AIM OF THE TASK – Put each line of the entries below into a Markdown table with the columns Index and Content, numbering the rows and skipping blank lines. Leave the pictures out of the table.

[Excerpts from point annotation data]
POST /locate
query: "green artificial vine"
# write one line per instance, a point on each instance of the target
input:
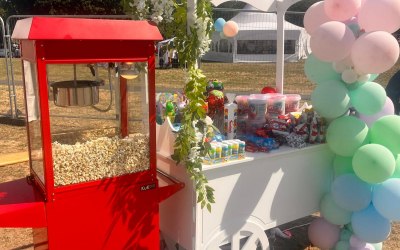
(192, 142)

RESPONSE –
| Index | Content |
|---|---|
| 1 | POST /locate |
| 2 | query: "green artificial vine" |
| 3 | # write one line per instance, a point on each instance of the target |
| 4 | input: |
| 5 | (192, 142) |